Reproduce exactly the line in which "target | rock-cut cave entrance" occurs and all the lines after it, ending with the last line.

Given records =>
* * *
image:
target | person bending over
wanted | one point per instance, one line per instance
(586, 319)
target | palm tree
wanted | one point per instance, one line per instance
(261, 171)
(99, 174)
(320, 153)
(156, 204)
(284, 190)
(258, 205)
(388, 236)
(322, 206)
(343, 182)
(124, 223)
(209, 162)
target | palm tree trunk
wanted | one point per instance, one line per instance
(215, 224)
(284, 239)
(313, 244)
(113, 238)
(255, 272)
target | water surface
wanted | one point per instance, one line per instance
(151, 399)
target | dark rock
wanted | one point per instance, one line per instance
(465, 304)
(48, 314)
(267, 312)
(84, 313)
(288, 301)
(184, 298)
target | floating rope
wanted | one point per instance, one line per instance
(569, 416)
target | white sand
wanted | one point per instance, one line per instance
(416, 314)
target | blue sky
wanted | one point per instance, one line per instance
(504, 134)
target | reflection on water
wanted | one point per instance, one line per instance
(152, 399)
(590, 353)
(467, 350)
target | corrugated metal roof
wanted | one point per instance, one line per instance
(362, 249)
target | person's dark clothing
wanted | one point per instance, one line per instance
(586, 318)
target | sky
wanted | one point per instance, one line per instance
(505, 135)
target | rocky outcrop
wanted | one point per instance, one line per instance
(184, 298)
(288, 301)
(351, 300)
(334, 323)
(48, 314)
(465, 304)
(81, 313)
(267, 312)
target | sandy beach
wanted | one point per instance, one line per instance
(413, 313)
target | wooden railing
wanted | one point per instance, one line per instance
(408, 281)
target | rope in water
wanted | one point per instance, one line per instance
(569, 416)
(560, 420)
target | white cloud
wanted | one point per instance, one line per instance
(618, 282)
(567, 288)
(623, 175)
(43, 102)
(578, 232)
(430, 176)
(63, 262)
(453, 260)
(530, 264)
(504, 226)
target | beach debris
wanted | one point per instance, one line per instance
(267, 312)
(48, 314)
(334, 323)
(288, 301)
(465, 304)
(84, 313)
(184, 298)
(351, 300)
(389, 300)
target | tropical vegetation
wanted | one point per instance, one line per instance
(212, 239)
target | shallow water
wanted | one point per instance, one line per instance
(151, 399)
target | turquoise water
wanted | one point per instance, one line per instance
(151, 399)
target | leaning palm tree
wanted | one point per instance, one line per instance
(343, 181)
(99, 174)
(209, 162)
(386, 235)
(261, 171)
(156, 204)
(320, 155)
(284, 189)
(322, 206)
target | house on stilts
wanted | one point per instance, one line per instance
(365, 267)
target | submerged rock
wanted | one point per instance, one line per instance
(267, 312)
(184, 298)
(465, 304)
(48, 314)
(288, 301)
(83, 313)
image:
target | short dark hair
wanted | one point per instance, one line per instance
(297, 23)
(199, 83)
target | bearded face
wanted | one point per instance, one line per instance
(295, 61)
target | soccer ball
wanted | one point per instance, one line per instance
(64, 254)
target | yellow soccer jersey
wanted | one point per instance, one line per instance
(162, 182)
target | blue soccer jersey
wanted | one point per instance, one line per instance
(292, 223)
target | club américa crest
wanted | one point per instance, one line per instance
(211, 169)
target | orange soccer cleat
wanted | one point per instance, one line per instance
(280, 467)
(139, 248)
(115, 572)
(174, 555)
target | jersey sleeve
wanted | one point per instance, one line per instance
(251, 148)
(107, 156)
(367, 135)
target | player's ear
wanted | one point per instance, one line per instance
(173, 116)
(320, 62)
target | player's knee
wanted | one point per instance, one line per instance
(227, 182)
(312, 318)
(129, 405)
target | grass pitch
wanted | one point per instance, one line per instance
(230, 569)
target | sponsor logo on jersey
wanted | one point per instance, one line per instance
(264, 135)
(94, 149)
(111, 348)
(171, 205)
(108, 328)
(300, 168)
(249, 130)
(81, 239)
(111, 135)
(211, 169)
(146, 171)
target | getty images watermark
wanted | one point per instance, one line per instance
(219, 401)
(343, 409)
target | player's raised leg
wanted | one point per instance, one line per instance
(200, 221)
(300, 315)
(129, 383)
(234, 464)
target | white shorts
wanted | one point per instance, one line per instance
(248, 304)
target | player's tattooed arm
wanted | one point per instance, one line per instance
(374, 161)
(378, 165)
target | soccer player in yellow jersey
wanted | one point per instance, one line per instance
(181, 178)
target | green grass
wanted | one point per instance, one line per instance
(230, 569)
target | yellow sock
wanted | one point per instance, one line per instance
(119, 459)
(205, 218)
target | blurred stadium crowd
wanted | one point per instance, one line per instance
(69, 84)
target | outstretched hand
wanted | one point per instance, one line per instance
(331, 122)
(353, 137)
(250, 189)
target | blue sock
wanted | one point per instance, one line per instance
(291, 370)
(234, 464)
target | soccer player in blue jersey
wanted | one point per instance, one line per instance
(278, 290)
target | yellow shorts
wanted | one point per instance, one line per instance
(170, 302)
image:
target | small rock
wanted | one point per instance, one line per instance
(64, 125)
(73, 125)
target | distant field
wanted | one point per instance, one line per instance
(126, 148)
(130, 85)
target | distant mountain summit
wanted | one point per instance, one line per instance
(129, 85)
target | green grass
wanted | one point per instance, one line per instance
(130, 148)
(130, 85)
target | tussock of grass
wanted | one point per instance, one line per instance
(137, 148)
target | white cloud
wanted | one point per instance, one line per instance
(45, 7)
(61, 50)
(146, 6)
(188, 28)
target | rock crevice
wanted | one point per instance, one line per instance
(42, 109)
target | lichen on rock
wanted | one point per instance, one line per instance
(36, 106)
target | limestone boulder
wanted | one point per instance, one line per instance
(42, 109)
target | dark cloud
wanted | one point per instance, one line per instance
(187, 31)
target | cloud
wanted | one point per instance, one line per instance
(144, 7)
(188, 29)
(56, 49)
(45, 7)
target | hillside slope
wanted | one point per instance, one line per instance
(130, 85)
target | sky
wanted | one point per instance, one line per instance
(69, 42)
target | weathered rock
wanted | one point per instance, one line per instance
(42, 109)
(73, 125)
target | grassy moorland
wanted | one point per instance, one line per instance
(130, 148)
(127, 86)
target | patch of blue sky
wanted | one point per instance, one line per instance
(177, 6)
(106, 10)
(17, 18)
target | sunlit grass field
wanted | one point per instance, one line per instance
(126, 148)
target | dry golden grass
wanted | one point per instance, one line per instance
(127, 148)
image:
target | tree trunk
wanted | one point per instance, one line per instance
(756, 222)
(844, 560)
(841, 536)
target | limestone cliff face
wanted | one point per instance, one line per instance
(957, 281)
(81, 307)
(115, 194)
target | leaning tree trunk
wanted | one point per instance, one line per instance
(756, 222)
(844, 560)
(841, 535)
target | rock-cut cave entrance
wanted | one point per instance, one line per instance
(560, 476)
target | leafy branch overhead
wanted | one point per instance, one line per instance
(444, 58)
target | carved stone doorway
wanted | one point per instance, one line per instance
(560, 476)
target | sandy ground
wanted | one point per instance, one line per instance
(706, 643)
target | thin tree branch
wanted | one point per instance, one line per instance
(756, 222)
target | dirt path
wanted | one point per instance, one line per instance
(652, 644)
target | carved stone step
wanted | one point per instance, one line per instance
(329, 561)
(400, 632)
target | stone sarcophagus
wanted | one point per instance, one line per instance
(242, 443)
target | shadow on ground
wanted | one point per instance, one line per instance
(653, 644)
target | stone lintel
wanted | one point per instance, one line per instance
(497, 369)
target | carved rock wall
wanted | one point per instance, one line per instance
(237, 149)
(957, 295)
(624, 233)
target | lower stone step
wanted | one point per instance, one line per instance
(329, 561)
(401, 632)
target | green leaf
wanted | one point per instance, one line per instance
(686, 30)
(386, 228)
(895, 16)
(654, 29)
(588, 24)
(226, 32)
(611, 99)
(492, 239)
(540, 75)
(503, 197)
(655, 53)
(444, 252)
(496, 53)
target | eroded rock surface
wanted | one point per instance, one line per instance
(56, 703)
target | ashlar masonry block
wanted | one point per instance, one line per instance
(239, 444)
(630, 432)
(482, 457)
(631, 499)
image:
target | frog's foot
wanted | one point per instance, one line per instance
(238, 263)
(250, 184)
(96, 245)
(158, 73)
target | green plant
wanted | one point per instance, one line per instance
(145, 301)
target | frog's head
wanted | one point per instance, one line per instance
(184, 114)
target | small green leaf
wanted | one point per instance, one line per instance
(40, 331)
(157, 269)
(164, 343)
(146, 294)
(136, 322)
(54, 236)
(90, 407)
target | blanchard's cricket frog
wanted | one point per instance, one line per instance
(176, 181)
* * *
Answer below =>
target | rock-cut cave entrance
wanted | one point per instance, one line per instance
(560, 476)
target | leafy branch overhead
wanted | one point per instance, one line per instance
(444, 58)
target | carved stone doorway
wanted | one point per instance, one line per instance
(560, 476)
target | sandy ground
wanted | one point per instance, one line per instance
(706, 643)
target | thin tree branch
wanted | one point per instance, one line per instance
(756, 222)
target | dirt path
wanted | one point per instance, one line per instance
(652, 644)
target | carved stone step
wanted | one point per instance, one line per instance
(329, 561)
(400, 632)
target | stone sarcophagus
wanted | one point per instance, one line per instance
(242, 443)
target | shadow on ground
wanted | one point per instance, one line per instance
(653, 644)
target | stone lintel
wanted | one point per instance, one line per instance
(497, 369)
target | carved rock wall
wanted | one point per instance, one line per instance
(237, 149)
(957, 295)
(624, 233)
target | lower stone step
wanted | one point per instance, one line per instance
(329, 561)
(401, 632)
target | green leaf
wanted | one point per instance, one line per instance
(686, 30)
(386, 228)
(895, 16)
(654, 29)
(588, 24)
(226, 32)
(611, 99)
(492, 239)
(540, 75)
(503, 197)
(655, 53)
(444, 252)
(496, 53)
target | eroded rock surface
wanted | one point per instance, one line per instance
(56, 703)
target | ashlar masonry block
wanted | one point per instance, one line per instance
(239, 444)
(630, 432)
(482, 457)
(631, 499)
image:
target | frog's foot
wanted | one point per instance, one line per instance
(238, 263)
(250, 184)
(96, 245)
(158, 73)
target | green plant
wanted | one point per instance, one line per instance
(145, 301)
target | frog's head
wanted | one point per instance, one line per instance
(184, 114)
target | small green leaf
wanted | one point per instance, one line per instance
(40, 331)
(157, 269)
(164, 343)
(146, 294)
(136, 322)
(54, 236)
(90, 407)
target | blanchard's cricket frog
wanted | one point per instance, one line per instance
(176, 181)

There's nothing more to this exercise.